** Aim of the exercise **
Of the entries below, return exactly those lines that fall between the one containing "positive clicks: (199, 155)" and the one containing "460L281 464H308L302 453L289", the two end lines included.

════

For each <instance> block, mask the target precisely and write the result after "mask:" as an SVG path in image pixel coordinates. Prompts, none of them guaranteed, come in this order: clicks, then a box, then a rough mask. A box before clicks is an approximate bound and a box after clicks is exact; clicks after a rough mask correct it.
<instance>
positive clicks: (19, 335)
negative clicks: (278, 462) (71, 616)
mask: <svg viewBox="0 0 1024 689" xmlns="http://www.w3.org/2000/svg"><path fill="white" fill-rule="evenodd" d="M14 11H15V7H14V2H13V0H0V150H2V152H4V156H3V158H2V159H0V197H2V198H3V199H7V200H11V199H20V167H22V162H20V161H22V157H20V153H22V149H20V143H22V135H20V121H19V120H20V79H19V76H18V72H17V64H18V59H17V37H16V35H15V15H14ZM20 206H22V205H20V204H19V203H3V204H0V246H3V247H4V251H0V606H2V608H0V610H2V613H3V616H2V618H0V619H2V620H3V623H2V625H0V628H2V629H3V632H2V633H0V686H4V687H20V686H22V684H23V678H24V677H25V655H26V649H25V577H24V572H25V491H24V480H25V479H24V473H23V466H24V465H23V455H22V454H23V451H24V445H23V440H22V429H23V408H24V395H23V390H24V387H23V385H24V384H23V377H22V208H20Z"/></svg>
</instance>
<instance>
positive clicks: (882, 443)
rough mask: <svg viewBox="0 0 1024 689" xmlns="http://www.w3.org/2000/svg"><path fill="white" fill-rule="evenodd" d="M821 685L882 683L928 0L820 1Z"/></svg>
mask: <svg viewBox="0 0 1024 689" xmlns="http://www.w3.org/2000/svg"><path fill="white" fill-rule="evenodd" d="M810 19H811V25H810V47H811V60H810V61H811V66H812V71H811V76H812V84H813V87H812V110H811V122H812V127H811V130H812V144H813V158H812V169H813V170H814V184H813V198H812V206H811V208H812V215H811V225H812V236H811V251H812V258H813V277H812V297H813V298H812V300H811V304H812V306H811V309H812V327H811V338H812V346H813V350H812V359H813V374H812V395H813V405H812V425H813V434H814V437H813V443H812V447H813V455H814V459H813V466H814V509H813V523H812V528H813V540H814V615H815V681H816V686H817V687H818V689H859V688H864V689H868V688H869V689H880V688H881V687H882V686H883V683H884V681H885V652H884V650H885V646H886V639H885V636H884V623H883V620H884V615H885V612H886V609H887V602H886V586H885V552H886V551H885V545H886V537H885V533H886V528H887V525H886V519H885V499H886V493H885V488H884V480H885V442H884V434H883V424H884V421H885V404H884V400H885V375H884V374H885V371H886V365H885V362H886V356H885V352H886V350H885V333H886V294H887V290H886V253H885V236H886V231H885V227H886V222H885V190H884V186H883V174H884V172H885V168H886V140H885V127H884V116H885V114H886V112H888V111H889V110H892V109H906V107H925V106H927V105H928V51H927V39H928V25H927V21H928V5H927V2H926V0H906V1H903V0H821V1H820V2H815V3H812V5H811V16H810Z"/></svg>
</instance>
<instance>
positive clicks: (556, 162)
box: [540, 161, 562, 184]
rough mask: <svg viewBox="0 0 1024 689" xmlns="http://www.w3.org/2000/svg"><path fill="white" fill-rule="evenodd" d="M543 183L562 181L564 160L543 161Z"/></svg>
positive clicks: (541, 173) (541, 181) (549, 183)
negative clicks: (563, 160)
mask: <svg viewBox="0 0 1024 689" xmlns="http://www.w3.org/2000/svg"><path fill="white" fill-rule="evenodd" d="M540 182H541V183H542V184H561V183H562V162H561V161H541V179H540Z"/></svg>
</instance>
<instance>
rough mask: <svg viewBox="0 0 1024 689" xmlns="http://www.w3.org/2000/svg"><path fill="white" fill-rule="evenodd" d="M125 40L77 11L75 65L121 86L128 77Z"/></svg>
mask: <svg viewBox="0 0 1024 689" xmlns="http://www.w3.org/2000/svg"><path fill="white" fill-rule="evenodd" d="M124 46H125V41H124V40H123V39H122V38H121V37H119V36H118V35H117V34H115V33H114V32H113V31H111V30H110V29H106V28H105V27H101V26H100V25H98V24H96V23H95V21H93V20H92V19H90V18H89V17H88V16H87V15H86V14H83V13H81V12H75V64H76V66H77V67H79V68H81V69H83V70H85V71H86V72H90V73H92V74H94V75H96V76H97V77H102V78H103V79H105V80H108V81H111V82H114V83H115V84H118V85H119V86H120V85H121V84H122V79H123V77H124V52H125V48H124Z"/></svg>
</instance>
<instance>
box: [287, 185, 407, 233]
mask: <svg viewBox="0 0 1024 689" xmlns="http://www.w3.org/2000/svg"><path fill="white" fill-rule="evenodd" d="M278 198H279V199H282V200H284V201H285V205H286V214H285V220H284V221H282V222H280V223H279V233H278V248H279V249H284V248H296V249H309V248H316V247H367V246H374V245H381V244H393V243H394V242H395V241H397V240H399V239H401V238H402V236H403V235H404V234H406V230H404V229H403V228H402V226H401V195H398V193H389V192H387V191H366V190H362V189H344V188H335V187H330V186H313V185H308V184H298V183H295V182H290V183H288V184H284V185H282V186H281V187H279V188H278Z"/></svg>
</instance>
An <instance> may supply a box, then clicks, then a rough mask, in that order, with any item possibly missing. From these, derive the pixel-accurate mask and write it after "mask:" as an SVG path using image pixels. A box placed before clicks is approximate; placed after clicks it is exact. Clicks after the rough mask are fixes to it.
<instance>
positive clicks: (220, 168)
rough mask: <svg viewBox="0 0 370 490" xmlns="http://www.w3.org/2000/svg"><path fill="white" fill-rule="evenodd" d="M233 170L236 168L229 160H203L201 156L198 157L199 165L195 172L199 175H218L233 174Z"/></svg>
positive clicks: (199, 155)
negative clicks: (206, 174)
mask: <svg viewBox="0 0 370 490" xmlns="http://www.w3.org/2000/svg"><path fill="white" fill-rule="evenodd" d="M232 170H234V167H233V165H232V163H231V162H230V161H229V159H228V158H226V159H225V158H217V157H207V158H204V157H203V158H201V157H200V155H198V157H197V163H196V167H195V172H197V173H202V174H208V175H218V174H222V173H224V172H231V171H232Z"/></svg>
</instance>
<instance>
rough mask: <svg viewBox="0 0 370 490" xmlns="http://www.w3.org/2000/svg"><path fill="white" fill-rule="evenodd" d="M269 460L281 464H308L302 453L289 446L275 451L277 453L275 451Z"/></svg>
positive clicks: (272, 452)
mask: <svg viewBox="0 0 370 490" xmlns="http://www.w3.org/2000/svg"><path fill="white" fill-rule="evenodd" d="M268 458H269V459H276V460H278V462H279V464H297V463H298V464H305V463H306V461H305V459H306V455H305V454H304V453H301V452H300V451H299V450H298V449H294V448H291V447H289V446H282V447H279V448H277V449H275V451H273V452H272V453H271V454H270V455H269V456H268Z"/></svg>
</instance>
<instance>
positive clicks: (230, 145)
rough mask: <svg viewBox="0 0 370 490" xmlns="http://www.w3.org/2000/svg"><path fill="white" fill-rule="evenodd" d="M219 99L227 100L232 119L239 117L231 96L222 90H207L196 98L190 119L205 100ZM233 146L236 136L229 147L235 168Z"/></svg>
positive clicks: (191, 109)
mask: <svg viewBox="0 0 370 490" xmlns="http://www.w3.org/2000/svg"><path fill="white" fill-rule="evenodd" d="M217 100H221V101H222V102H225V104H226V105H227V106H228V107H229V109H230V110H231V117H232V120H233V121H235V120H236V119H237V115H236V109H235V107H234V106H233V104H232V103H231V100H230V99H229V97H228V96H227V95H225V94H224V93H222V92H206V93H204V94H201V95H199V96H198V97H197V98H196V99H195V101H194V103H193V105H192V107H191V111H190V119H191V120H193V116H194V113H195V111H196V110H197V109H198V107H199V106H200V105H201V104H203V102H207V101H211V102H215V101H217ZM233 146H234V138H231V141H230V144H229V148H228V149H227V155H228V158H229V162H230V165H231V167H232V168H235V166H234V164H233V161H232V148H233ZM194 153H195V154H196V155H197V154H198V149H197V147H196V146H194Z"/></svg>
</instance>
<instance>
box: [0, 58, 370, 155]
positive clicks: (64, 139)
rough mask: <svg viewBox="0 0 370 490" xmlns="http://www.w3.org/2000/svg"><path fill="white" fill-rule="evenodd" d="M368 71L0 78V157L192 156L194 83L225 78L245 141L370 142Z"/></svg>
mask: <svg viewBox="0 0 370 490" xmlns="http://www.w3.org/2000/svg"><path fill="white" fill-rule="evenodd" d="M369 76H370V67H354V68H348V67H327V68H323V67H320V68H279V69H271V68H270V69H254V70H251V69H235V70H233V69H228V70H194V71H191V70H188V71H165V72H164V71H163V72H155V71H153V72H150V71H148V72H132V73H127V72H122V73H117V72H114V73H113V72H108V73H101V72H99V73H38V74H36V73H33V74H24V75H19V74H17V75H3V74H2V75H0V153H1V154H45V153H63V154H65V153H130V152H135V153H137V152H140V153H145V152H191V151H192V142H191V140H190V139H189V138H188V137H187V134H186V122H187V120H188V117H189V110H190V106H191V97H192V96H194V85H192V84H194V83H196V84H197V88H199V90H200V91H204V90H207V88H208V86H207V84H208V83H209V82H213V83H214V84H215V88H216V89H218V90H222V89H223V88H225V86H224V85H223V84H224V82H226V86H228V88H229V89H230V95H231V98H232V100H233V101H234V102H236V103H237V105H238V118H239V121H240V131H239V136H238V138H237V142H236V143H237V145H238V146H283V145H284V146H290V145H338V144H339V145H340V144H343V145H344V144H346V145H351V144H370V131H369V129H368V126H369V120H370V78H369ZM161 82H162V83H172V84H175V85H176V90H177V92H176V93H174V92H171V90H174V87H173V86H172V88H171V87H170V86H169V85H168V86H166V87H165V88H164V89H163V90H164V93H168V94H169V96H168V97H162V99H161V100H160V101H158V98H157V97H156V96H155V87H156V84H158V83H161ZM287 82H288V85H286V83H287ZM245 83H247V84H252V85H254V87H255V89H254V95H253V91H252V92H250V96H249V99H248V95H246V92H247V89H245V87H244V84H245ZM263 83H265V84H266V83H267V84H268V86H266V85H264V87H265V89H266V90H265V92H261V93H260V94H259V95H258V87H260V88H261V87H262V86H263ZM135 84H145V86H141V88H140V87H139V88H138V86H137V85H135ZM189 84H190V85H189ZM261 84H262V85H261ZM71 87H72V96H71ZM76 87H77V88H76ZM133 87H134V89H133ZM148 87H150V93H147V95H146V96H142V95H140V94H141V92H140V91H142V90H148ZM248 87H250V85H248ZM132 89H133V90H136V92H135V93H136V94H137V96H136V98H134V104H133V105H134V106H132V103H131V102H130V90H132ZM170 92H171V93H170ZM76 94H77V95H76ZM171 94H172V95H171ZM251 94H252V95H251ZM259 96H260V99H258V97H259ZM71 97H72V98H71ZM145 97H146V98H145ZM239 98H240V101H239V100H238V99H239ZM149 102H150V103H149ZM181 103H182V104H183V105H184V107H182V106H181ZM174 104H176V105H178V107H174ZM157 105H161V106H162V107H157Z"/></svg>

════

** Result of this exercise **
positive clicks: (199, 155)
negative clicks: (206, 174)
mask: <svg viewBox="0 0 370 490" xmlns="http://www.w3.org/2000/svg"><path fill="white" fill-rule="evenodd" d="M232 170H234V167H233V165H232V163H231V162H230V161H229V159H228V158H226V159H225V158H217V157H207V158H204V157H203V158H201V157H200V155H198V157H197V163H196V167H195V172H197V173H202V174H208V175H218V174H222V173H224V172H231V171H232Z"/></svg>
</instance>
<instance>
rough mask: <svg viewBox="0 0 370 490" xmlns="http://www.w3.org/2000/svg"><path fill="white" fill-rule="evenodd" d="M269 460L281 464H308L302 453L289 446L275 451L277 453L275 451Z"/></svg>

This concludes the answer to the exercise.